:: THE INPUT

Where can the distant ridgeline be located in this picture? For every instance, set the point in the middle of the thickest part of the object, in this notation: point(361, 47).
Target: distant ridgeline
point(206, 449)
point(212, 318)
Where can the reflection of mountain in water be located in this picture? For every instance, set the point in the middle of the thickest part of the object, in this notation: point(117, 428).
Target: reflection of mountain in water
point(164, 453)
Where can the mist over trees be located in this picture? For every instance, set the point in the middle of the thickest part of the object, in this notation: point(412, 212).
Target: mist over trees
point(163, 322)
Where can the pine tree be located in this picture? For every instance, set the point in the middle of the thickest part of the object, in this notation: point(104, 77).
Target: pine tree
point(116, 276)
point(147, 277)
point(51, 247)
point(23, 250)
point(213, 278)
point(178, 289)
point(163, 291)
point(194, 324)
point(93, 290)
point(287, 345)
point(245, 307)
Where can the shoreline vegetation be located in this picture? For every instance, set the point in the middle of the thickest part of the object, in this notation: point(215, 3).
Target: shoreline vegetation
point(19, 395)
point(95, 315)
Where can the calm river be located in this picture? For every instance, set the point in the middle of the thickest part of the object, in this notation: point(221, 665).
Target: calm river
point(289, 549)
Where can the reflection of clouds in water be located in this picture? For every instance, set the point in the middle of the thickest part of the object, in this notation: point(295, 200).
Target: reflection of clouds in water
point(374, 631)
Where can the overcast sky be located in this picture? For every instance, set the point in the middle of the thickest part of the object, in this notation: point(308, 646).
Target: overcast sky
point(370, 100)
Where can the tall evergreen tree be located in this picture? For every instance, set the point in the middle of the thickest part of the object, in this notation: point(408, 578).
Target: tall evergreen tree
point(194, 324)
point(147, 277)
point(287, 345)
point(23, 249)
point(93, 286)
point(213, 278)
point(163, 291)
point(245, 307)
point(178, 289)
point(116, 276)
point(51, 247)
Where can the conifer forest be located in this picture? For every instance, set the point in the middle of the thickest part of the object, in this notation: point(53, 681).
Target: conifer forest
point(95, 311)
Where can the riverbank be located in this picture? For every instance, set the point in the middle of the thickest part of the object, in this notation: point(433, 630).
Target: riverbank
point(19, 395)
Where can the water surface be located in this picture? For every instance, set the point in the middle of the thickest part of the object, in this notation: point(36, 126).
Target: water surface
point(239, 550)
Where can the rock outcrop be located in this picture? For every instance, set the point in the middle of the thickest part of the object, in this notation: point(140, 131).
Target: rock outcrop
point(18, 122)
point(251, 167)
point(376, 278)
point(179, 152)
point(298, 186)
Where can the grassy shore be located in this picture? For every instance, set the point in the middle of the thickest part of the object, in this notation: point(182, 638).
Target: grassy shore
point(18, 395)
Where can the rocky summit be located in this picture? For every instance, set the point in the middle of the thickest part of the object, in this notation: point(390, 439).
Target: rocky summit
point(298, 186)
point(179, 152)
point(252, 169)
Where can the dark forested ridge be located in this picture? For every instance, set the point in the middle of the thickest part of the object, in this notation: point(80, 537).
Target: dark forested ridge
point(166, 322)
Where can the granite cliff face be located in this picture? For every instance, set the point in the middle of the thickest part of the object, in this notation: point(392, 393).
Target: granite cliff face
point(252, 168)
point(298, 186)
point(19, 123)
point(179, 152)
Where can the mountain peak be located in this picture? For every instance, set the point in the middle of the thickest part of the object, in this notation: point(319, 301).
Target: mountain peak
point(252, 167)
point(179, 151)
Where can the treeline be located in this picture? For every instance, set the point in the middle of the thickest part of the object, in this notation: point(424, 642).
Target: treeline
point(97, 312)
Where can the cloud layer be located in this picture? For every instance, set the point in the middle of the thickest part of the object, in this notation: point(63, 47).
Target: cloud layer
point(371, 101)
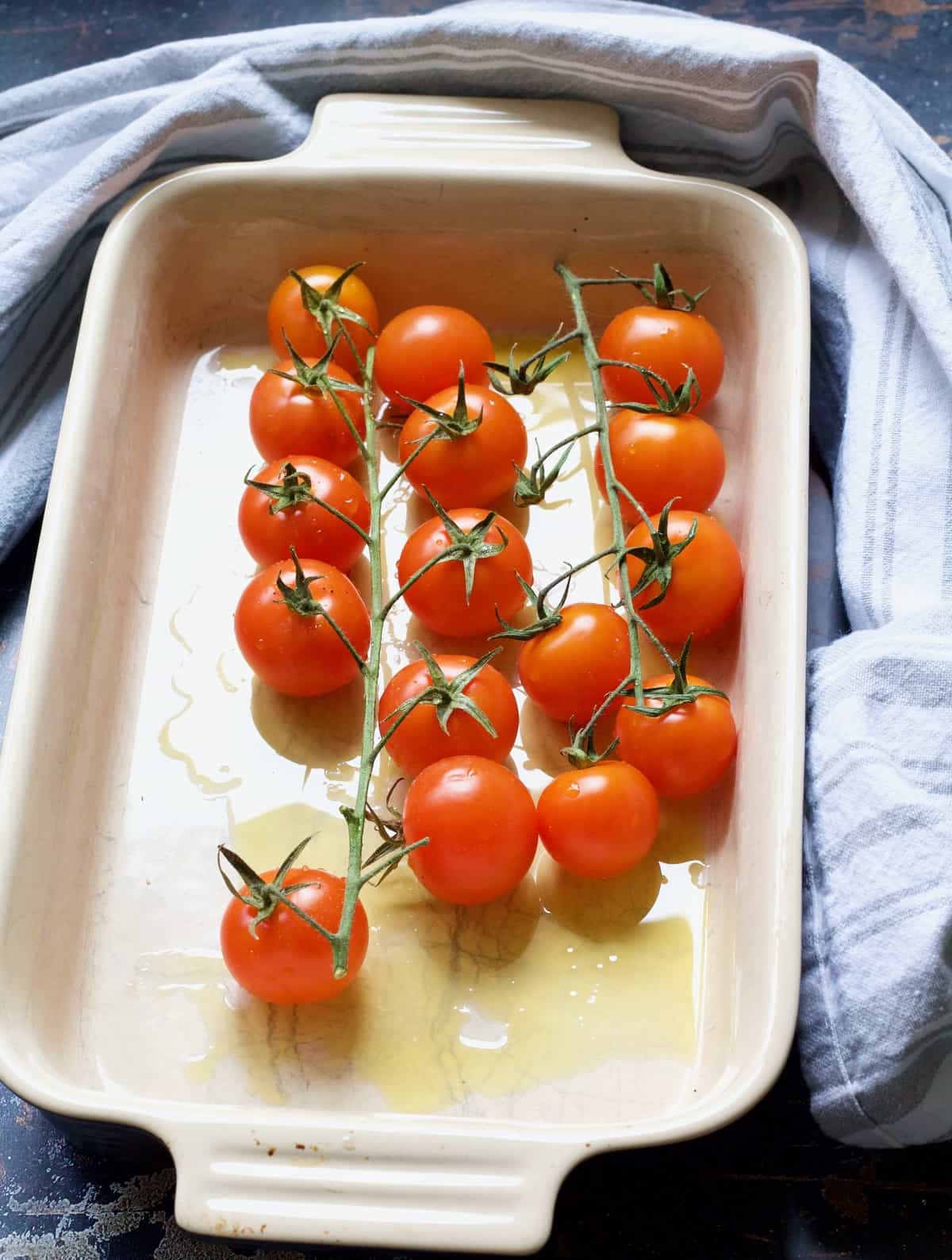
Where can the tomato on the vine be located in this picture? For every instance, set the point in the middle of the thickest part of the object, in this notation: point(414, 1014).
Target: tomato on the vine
point(287, 317)
point(685, 750)
point(285, 636)
point(440, 599)
point(600, 820)
point(475, 467)
point(707, 578)
point(658, 458)
point(271, 522)
point(480, 822)
point(420, 351)
point(666, 342)
point(420, 739)
point(286, 417)
point(570, 670)
point(287, 960)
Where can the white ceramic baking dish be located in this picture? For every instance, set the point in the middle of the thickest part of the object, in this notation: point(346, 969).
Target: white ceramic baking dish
point(116, 782)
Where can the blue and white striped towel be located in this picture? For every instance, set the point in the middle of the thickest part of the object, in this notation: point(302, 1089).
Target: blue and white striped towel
point(872, 195)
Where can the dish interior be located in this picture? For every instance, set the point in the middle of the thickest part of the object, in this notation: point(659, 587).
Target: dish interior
point(635, 1003)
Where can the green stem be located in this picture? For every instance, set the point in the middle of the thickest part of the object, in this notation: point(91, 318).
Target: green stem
point(574, 286)
point(355, 816)
point(417, 450)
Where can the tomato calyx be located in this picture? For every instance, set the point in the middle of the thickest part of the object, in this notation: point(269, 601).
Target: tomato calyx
point(675, 693)
point(294, 489)
point(524, 377)
point(668, 402)
point(262, 896)
point(658, 556)
point(450, 424)
point(300, 600)
point(660, 291)
point(328, 309)
point(546, 617)
point(467, 546)
point(582, 751)
point(315, 378)
point(446, 696)
point(392, 846)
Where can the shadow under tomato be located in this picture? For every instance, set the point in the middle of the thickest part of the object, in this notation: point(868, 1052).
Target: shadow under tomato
point(600, 910)
point(491, 936)
point(542, 737)
point(310, 730)
point(326, 1032)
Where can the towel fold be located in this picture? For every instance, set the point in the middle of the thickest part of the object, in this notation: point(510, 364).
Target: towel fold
point(872, 195)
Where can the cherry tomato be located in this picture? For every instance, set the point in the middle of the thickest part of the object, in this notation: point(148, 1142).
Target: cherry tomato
point(287, 960)
point(418, 739)
point(480, 820)
point(287, 312)
point(664, 458)
point(666, 342)
point(420, 351)
point(272, 524)
point(286, 417)
point(439, 599)
point(568, 670)
point(705, 578)
point(298, 653)
point(600, 820)
point(685, 750)
point(476, 467)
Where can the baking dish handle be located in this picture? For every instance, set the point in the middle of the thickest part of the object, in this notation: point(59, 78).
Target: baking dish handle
point(440, 1189)
point(432, 131)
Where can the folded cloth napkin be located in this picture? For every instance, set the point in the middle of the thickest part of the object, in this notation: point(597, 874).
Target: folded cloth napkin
point(872, 195)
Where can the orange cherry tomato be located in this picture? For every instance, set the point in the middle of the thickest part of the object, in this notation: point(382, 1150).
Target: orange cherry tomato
point(418, 741)
point(271, 525)
point(662, 458)
point(568, 670)
point(666, 342)
point(287, 960)
point(475, 467)
point(601, 820)
point(480, 820)
point(286, 417)
point(439, 599)
point(685, 750)
point(707, 578)
point(287, 313)
point(300, 653)
point(420, 351)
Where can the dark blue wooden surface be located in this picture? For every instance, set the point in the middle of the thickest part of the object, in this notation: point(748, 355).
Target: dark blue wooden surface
point(771, 1185)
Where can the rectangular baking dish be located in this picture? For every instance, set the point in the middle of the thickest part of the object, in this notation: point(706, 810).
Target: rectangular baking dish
point(466, 202)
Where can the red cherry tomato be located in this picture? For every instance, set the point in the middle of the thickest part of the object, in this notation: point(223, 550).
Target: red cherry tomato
point(668, 343)
point(482, 827)
point(286, 417)
point(271, 525)
point(418, 741)
point(664, 458)
point(439, 599)
point(568, 670)
point(600, 820)
point(684, 751)
point(476, 467)
point(298, 653)
point(287, 960)
point(287, 313)
point(420, 351)
point(707, 578)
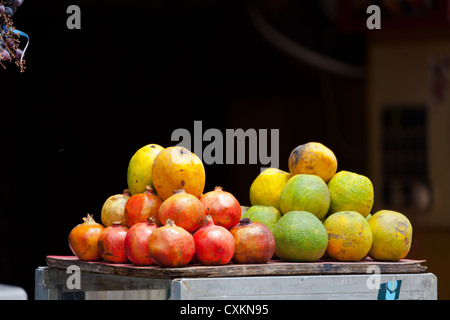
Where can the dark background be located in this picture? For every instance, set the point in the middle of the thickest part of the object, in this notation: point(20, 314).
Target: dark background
point(136, 71)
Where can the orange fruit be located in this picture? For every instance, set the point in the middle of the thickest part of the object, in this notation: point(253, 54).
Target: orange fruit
point(177, 168)
point(392, 235)
point(349, 236)
point(313, 158)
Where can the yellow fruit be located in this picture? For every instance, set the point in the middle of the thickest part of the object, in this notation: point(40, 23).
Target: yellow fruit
point(266, 215)
point(177, 168)
point(392, 235)
point(350, 192)
point(114, 209)
point(349, 236)
point(139, 174)
point(313, 158)
point(266, 188)
point(305, 192)
point(300, 236)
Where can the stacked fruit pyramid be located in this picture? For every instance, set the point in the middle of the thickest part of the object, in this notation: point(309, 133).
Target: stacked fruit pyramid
point(164, 218)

::::

• [THE PROBLEM]: Repeat the entries above verbatim, starting at the first line and ending with the line that contains "point(370, 100)", including that line.

• [ANSWER TO THE PROBLEM]:
Where can the distant ridgeline be located in this picture? For every instance, set the point in the middle of the thickest part of the object, in this notation: point(361, 47).
Target: distant ridgeline
point(206, 449)
point(212, 318)
Where can the reflection of mountain in water be located in this picture? For every instance, set the point in the middle of the thickest part of the object, in this notation: point(117, 428).
Target: reflection of mountain in water
point(164, 453)
Where can the mist over trees be located in this picture? For every instance, set the point in the middle of the thickest part of the object, in this notation: point(412, 212).
Target: mist over trees
point(163, 322)
Where can the pine tree be located in this picture? For every instance, set the point in the middle of the thickest part of the object, in this notation: point(104, 77).
Target: pine tree
point(116, 276)
point(147, 277)
point(51, 247)
point(23, 250)
point(213, 278)
point(178, 289)
point(163, 291)
point(194, 324)
point(93, 290)
point(287, 345)
point(245, 307)
Where can the shoreline vegetation be located in this picture? For every instance, set the point in the middle of the thickest part of the object, in this notation: point(215, 3).
Target: shoreline vegetation
point(19, 395)
point(95, 315)
Where can the calm river be located in this picture? For every instance, set the point in the middle of the thickest part of the object, in this notation: point(221, 665).
Target: calm river
point(289, 549)
Where can the reflection of clouds in water be located in this picture? For every instance, set the point in the middle of the thickest part of the object, in this notation: point(295, 200).
Target: reflection of clouds in water
point(374, 631)
Where can the overcast sky be located in this picture? For every instance, set the point in the middle of the thickest part of the object, in this notation: point(308, 646).
Target: overcast sky
point(370, 100)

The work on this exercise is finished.